Exercise goal
Search the records for the word "clicks" and pick out every line that has it.

Material for this exercise
^^^^
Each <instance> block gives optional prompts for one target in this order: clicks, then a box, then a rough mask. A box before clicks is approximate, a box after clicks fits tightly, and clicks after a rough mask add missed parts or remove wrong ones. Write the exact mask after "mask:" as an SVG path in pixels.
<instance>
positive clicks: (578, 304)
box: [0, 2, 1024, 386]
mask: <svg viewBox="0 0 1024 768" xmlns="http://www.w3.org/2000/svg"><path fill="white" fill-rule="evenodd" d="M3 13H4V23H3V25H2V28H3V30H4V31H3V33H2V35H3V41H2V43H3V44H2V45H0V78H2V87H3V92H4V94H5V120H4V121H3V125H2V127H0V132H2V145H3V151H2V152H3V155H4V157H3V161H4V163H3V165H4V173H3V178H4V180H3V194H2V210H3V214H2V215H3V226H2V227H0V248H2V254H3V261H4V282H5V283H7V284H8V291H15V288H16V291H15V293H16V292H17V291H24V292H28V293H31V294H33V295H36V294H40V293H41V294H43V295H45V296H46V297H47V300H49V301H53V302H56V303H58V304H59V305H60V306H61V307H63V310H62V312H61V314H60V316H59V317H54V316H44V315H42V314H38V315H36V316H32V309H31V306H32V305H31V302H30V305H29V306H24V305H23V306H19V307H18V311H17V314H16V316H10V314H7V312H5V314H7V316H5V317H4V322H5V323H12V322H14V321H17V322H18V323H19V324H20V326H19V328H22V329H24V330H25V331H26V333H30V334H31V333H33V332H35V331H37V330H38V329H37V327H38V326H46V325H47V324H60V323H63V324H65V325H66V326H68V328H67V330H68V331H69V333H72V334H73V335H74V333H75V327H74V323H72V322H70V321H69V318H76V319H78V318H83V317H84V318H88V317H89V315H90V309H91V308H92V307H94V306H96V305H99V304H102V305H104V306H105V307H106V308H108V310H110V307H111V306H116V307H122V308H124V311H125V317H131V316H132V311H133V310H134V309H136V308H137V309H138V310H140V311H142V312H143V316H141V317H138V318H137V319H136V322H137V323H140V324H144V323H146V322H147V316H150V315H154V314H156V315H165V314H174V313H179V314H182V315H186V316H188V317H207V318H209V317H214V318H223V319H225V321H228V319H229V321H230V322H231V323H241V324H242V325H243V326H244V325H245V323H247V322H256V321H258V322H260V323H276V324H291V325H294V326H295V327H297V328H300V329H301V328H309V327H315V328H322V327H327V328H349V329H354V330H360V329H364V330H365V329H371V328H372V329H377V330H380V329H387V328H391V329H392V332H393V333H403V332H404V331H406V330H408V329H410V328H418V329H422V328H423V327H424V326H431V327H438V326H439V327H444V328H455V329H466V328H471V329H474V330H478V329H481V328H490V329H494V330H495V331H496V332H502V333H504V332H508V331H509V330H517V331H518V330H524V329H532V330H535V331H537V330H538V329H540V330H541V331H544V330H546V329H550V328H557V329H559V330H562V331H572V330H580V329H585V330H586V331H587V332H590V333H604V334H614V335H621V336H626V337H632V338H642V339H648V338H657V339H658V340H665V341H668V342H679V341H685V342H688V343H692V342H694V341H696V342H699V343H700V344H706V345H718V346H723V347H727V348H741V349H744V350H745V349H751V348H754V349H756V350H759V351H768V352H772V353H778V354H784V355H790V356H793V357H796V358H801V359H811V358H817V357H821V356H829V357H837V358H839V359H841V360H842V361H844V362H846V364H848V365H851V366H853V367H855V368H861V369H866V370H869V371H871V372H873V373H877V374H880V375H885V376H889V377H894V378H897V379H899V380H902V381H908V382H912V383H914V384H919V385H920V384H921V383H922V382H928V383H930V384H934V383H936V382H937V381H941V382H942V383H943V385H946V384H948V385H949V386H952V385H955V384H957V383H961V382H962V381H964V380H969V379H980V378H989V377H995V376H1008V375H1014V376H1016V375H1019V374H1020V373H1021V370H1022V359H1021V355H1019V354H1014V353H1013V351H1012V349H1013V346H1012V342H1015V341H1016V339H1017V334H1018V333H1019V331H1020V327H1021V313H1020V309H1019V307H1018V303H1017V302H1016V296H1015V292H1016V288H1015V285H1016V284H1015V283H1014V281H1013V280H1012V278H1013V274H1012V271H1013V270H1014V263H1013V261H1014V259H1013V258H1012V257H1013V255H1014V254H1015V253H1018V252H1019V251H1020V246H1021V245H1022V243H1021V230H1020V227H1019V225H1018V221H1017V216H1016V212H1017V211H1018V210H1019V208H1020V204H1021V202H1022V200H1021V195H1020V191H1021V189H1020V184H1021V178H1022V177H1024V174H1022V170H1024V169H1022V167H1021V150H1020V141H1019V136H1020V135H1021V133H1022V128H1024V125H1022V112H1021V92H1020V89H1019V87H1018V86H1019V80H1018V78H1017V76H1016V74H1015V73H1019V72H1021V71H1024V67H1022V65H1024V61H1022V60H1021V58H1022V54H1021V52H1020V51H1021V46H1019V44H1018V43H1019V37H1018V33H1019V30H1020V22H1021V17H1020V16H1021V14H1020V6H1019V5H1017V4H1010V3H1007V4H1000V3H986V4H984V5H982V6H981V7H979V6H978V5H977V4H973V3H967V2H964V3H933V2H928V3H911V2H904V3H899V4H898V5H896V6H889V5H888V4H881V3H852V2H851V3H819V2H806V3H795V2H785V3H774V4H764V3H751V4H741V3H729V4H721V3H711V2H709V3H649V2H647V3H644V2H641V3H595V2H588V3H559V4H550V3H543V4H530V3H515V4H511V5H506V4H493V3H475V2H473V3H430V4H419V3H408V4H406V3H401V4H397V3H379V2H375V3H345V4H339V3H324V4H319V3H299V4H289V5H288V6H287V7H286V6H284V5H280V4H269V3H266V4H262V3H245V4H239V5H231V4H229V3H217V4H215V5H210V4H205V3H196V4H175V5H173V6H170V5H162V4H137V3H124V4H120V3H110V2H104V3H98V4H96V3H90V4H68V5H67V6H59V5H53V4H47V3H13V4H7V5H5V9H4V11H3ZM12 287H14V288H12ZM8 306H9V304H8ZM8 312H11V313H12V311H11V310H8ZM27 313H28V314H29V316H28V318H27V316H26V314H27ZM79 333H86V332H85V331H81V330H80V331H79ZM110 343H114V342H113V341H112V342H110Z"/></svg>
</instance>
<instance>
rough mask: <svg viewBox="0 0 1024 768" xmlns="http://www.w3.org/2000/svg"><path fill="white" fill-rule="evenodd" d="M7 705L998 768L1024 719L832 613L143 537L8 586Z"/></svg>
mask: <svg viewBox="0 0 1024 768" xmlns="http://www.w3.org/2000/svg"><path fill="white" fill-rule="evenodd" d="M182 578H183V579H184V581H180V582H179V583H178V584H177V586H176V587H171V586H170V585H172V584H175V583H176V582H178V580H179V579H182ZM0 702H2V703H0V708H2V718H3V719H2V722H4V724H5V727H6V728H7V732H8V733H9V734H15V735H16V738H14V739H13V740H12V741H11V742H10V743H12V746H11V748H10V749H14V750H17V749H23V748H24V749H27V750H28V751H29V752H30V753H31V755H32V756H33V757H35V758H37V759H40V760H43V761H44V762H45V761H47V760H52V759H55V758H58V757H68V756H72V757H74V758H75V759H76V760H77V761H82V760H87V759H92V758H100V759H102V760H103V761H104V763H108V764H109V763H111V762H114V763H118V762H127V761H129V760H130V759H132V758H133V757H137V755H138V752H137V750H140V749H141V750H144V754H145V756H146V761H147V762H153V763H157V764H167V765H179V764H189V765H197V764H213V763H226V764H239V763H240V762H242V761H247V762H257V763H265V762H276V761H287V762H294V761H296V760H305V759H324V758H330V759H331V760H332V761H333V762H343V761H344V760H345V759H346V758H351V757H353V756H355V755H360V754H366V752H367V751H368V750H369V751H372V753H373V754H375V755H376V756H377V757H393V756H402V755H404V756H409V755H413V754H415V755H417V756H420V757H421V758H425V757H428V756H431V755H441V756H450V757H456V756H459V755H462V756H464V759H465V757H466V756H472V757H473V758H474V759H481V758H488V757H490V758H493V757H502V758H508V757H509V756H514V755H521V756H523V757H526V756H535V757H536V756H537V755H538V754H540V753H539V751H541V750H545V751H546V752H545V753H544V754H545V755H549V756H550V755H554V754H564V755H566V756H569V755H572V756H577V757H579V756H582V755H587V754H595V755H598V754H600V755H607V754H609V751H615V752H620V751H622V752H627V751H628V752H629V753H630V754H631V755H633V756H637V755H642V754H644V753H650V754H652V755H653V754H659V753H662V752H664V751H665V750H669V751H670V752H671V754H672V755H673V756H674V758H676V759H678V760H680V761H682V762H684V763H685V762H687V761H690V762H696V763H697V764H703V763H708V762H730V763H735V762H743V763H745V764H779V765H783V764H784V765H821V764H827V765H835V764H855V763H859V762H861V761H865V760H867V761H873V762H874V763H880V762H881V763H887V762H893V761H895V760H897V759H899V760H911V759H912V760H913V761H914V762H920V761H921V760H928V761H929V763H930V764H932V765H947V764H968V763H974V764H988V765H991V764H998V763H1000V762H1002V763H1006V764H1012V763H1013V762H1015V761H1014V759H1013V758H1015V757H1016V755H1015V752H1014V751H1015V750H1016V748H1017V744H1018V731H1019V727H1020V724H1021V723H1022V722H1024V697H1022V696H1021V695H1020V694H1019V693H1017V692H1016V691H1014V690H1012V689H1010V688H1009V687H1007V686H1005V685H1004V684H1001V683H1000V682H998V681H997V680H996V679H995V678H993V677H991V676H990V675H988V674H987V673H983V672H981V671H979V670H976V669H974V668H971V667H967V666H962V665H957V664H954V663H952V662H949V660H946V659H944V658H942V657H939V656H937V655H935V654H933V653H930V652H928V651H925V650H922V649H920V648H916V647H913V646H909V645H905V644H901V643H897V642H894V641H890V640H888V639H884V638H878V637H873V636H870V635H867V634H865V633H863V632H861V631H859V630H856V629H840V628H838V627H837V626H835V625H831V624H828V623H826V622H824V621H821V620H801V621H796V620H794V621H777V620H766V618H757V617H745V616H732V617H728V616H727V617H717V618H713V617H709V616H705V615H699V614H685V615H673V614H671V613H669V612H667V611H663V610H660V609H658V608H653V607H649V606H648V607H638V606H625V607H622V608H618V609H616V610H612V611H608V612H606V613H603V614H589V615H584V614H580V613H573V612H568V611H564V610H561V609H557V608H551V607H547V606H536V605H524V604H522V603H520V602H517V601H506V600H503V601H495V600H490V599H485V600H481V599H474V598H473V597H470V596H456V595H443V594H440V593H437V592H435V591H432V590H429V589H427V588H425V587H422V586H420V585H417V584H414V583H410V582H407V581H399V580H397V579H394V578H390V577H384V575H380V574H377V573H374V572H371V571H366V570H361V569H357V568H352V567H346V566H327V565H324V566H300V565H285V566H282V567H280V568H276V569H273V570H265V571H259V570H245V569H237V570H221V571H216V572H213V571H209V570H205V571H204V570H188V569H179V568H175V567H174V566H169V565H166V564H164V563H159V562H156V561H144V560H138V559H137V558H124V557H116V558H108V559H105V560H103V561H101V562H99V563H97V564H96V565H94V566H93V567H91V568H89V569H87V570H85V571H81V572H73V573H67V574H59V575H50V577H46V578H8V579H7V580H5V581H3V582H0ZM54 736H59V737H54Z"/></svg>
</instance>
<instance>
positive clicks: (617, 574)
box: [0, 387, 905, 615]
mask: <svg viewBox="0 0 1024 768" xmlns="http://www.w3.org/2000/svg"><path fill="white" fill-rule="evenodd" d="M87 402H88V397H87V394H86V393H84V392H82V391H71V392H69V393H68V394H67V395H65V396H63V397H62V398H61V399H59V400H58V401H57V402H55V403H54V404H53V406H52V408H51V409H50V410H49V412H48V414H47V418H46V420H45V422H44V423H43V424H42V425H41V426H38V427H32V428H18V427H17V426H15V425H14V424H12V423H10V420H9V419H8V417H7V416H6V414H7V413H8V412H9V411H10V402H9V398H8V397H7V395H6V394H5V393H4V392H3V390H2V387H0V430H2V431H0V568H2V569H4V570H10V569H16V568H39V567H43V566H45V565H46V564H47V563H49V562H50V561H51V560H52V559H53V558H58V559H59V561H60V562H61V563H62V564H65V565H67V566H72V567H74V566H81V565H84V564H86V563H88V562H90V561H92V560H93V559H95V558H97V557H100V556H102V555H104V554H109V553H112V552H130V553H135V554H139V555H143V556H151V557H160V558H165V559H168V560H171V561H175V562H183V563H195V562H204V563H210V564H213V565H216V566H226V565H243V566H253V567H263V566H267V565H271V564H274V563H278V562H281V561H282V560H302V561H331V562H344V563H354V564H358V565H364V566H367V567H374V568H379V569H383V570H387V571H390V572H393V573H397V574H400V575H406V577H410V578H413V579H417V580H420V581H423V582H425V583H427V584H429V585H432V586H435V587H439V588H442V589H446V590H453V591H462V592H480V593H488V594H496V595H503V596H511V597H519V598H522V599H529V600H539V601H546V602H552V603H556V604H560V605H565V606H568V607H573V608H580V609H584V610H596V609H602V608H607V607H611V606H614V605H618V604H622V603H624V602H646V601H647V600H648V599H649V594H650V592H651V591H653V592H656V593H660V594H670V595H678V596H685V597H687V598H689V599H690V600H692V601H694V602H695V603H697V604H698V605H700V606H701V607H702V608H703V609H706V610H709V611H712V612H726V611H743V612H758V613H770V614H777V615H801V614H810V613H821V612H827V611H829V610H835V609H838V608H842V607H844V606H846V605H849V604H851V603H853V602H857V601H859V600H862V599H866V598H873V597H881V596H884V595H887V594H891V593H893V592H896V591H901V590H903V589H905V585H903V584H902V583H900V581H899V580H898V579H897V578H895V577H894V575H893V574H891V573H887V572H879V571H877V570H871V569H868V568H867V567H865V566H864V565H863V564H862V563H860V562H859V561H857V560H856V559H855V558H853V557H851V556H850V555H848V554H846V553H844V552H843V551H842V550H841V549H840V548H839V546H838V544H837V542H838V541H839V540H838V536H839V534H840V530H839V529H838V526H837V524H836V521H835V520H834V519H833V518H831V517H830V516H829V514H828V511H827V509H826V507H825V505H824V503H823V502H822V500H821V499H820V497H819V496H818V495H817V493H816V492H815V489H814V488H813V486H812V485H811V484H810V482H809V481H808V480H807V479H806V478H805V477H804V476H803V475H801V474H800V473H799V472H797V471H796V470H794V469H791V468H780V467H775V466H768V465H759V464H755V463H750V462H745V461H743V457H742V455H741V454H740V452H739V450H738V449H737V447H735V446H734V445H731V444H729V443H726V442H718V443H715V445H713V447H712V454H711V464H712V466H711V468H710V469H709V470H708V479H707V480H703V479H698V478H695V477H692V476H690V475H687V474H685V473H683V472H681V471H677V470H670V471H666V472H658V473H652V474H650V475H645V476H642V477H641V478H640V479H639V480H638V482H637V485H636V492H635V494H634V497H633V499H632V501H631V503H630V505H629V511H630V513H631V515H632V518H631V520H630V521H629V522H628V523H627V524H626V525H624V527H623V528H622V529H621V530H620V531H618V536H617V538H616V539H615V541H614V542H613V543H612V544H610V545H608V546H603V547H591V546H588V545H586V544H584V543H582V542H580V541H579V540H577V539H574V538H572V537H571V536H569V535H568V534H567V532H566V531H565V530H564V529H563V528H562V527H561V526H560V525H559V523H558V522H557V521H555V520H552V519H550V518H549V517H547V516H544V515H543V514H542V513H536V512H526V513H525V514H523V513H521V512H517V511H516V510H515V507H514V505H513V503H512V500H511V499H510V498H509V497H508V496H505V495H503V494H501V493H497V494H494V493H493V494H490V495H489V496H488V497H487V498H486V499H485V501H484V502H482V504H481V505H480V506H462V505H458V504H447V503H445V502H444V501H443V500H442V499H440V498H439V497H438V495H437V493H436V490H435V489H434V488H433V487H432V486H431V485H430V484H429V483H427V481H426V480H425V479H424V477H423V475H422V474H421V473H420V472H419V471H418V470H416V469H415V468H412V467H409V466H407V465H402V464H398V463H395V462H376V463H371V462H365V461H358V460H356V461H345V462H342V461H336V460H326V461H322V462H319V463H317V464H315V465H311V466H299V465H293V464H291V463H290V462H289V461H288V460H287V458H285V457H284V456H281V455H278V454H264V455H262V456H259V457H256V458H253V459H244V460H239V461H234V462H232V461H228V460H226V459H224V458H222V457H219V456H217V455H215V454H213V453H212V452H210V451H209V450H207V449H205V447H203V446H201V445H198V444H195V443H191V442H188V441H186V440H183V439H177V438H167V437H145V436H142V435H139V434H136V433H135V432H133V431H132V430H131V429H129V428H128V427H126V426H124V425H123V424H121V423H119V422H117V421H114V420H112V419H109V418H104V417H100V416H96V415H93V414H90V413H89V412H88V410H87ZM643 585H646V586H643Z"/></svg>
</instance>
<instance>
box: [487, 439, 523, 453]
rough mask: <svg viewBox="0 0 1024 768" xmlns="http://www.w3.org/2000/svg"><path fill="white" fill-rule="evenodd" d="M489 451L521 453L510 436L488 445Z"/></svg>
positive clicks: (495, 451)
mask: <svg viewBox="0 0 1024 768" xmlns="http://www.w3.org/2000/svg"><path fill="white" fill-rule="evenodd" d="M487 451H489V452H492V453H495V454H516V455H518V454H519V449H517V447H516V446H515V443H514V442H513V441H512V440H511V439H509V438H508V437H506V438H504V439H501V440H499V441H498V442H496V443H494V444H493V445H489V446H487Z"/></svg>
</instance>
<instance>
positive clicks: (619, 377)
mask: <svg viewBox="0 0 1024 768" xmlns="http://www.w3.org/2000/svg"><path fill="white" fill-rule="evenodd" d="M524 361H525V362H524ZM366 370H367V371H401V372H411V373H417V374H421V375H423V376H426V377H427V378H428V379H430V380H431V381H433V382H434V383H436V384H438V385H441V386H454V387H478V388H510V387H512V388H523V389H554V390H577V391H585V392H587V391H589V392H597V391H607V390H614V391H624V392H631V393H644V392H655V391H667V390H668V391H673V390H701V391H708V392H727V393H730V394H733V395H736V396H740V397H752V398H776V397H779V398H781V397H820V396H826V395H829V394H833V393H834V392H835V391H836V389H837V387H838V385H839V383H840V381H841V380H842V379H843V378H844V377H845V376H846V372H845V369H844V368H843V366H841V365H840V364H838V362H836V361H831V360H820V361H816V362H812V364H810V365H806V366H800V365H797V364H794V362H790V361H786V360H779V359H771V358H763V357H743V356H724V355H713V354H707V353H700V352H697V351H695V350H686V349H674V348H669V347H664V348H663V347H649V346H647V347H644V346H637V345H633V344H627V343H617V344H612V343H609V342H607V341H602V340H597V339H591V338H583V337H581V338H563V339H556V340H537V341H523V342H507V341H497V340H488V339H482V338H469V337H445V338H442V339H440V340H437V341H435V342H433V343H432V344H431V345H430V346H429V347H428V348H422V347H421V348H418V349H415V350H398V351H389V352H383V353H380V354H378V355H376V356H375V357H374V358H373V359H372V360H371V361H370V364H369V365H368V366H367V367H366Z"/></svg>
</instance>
^^^^
Output of the exercise
Each <instance> block gives optional prompts for one target in this order: clicks, then a box, then a rough mask. A box before clicks is approximate, a box after clicks fits tightly, and clicks after a rough mask add missed parts or remove wrong ones. Write the exact mask after "mask:" as an SVG path in pixels.
positive clicks: (578, 304)
positive clicks: (617, 574)
positive clicks: (495, 451)
positive clicks: (619, 377)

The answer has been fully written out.